给定文段:
----------

自建数据集

(1) 学会使用爬虫爬取图像和视频,从视频中提取图片。

(2) 对获得的图片数据进行整理,包括重命名,格式统一,去重。

爬取图片

有些任务没有直接对应的开源数据集,或者开源数据集中的数据比较少,这就需要我们通过搜索引擎自行爬取图片。

百度图片爬虫

Download images from Google, Bing, Baidu. 谷歌、百度、必应图片下载

Google, Naver multiprocess image web crawler (Selenium)

数据集整理

爬取的如果是视频需要先转换成图片，如果是图片就要做好统一格式、数据清洗的工作。

视频转换成图片

使用爬虫爬取数据,如果是视频可以使用 python getimagefromvideo.py <video_path> 将视频转换为图片

#coding:utf8
import cv2
import dlib
import numpy as np
import sys
import os

video_capture = cv2.VideoCapture(sys.argv[1])
video_id = sys.argv[1].split('.')[0]
os.mkdir(video_id)

count = 0
while True:
    is_sucessfully_read, im = video_capture.read()
    if is_sucessfully_read == False:
        break
    cv2.imwrite(os.path.join(video_id,str(count)+'.jpg'),im)
    print "image shape=",im.shape
    count = count + 1
    print count

统一图片后缀格式

统一后缀格式可以减少以后写数据 API 时的压力,也可以测试图片是不是可以正常的读取,及时防止未知问题的出现,这很重要。

使用 python reformat_image.py <images_folder_path> 将图片全部转换为 jpg 格式,这也是所有框架支持的格式。

----------

原始记录:
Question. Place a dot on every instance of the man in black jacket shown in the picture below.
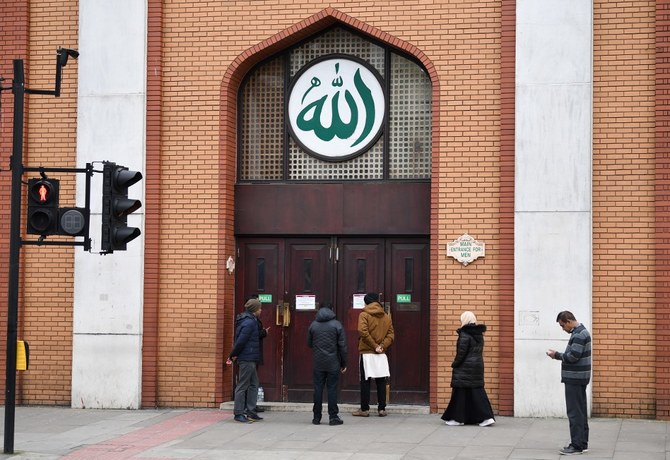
(246, 353)
(328, 342)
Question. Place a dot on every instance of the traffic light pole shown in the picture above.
(16, 164)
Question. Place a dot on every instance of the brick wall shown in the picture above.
(623, 209)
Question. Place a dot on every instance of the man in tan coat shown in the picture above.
(375, 332)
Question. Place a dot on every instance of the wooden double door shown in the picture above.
(293, 276)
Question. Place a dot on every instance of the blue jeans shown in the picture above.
(247, 388)
(330, 379)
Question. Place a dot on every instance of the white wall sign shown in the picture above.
(359, 301)
(466, 249)
(305, 302)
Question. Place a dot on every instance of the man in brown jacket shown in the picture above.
(375, 332)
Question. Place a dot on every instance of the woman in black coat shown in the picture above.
(469, 403)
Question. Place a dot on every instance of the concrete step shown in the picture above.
(344, 408)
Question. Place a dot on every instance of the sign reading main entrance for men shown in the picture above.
(466, 249)
(336, 107)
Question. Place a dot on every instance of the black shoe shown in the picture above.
(570, 450)
(584, 450)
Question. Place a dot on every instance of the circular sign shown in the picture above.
(72, 221)
(336, 107)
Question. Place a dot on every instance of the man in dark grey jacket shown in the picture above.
(328, 342)
(576, 375)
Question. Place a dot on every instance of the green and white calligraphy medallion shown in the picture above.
(336, 107)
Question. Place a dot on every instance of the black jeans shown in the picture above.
(575, 403)
(330, 380)
(365, 389)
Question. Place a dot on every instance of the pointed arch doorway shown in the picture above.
(316, 226)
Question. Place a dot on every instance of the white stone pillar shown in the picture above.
(108, 300)
(552, 211)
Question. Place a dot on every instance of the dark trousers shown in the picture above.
(329, 379)
(365, 389)
(575, 403)
(246, 391)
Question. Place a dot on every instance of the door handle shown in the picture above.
(278, 312)
(287, 314)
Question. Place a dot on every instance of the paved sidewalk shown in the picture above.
(52, 432)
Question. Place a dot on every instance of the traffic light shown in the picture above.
(116, 206)
(43, 206)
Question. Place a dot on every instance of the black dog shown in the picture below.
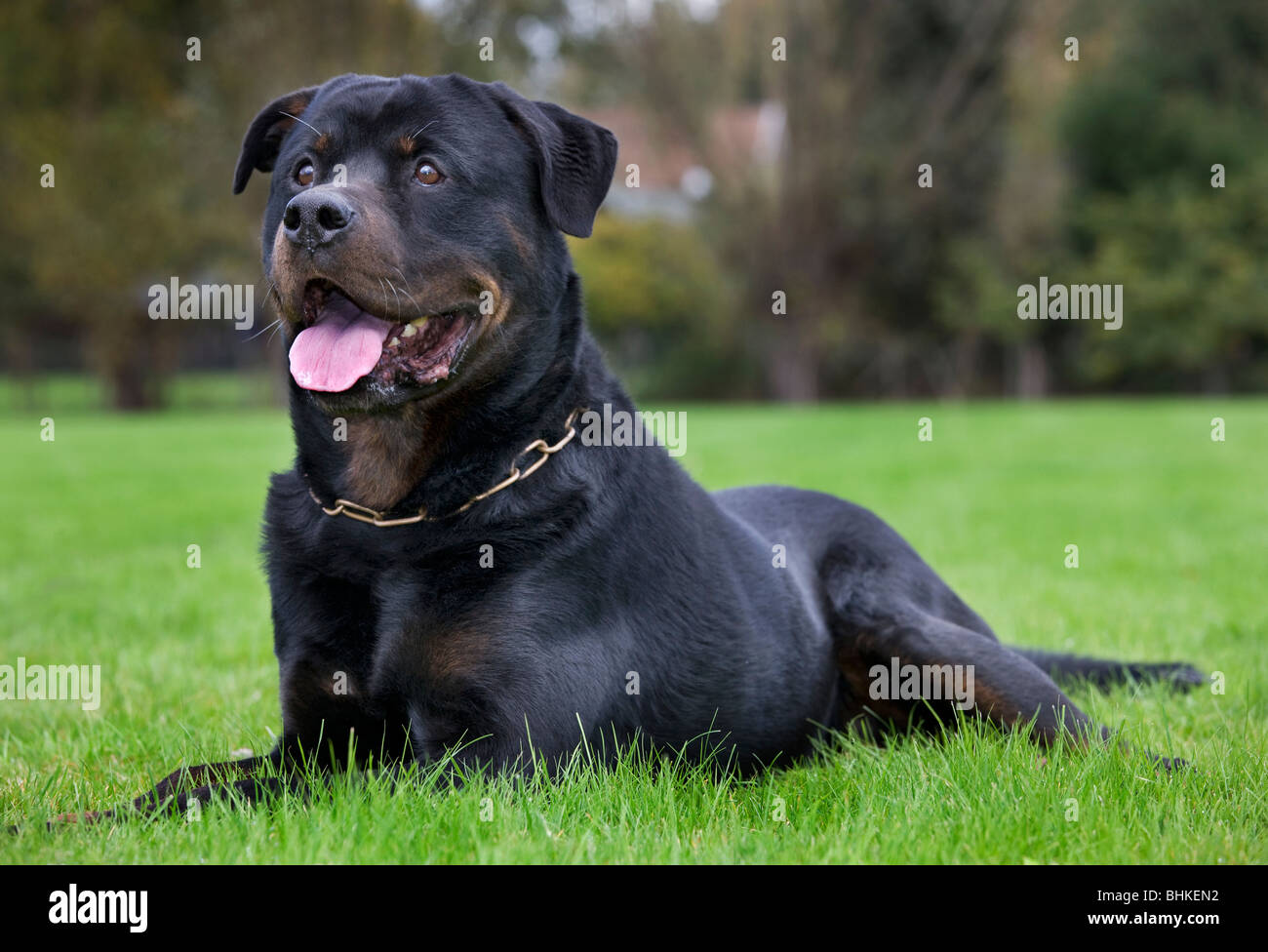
(439, 587)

----------

任务目标 A:
按照给定文段，统一图片后缀格式时要把图片全部转换为哪种格式？
任务目标 B:
从记录中摘出含有字符串“light”的每一行。

书面回答 A:
jpg 格式，这也是所有框架支持的格式。

书面回答 B:
Question. Place a dot on every instance of the traffic light pole shown in the picture above.
Question. Place a dot on every instance of the traffic light shown in the picture above.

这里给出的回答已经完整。